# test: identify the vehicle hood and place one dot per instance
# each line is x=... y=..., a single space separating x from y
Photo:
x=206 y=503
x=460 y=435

-------------------------

__DIRECTIONS FOR THIS TASK__.
Could you output all of the records above exactly as given?

__ANSWER TO THIS EXERCISE__.
# test: identify the vehicle hood and place one dot per instance
# each line is x=... y=..., a single space separating x from y
Photo:
x=206 y=503
x=460 y=435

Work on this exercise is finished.